WORK INSTRUCTIONS: From the first line to the last, restate the material word for word, omitting pictures.

DATA SUPPLIED:
::::::::
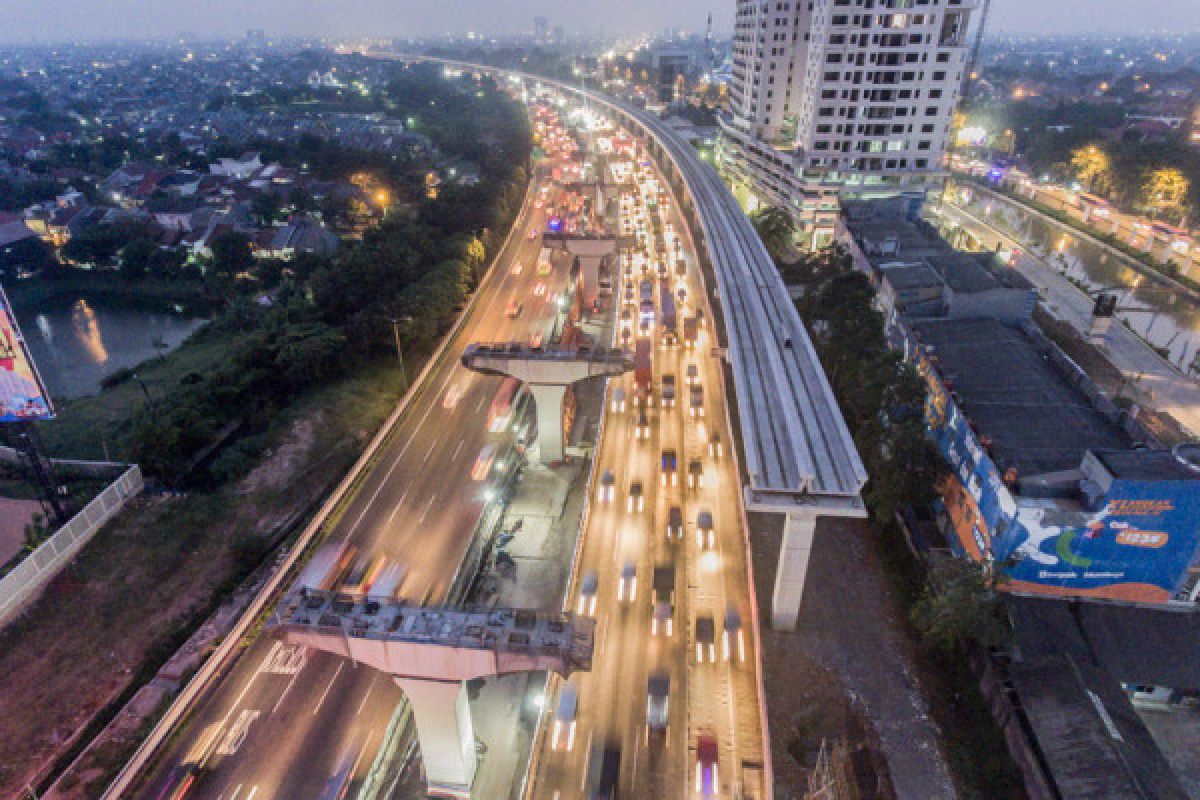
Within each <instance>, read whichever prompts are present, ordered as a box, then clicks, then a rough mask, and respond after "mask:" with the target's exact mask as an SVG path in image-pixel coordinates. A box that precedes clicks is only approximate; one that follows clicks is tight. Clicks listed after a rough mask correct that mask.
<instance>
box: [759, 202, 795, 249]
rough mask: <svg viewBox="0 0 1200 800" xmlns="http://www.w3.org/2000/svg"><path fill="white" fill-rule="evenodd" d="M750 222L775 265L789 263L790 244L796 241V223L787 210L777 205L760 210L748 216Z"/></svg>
mask: <svg viewBox="0 0 1200 800" xmlns="http://www.w3.org/2000/svg"><path fill="white" fill-rule="evenodd" d="M750 222H751V223H752V224H754V227H755V230H757V231H758V237H760V239H762V243H763V245H766V246H767V252H768V253H770V257H772V258H773V259H775V263H776V264H781V263H784V261H790V260H792V259H791V255H792V242H793V241H794V240H796V222H794V221H793V219H792V215H790V213H788V212H787V210H785V209H781V207H779V206H778V205H770V206H767V207H764V209H760V210H758V211H755V212H754V213H751V215H750Z"/></svg>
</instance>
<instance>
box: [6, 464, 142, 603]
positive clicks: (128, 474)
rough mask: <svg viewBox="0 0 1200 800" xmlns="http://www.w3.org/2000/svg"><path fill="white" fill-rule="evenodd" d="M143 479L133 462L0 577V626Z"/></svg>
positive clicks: (90, 534)
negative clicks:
::::::::
WRITTEN SOLUTION:
Within each <instance>, read whichever prompts are present, ordered as a box, then clicks, then a rough mask, and respond after "mask:" with the target's exact mask as an SVG path in image-pixel coordinates. A box that precedes clicks is only approximate; one that follows clicks is tight. Clicks listed after a rough mask correct that mask.
<instance>
box: [759, 202, 795, 249]
rough mask: <svg viewBox="0 0 1200 800" xmlns="http://www.w3.org/2000/svg"><path fill="white" fill-rule="evenodd" d="M750 222L775 265L789 263L790 244L796 241V223L787 210L777 205L760 210L748 216Z"/></svg>
mask: <svg viewBox="0 0 1200 800" xmlns="http://www.w3.org/2000/svg"><path fill="white" fill-rule="evenodd" d="M750 222H751V223H752V224H754V227H755V230H757V231H758V237H760V239H762V243H763V245H766V246H767V252H768V253H770V257H772V258H773V259H775V263H776V264H781V263H784V261H790V260H792V259H791V255H792V242H793V241H794V240H796V222H794V221H793V219H792V215H790V213H788V212H787V210H785V209H781V207H779V206H778V205H770V206H767V207H764V209H760V210H758V211H755V212H754V213H751V215H750Z"/></svg>
</instance>
<instance>
box: [6, 464, 142, 603]
positive clicks: (128, 474)
rough mask: <svg viewBox="0 0 1200 800" xmlns="http://www.w3.org/2000/svg"><path fill="white" fill-rule="evenodd" d="M143 479L133 462L0 577V626Z"/></svg>
positive clicks: (90, 534)
negative clicks:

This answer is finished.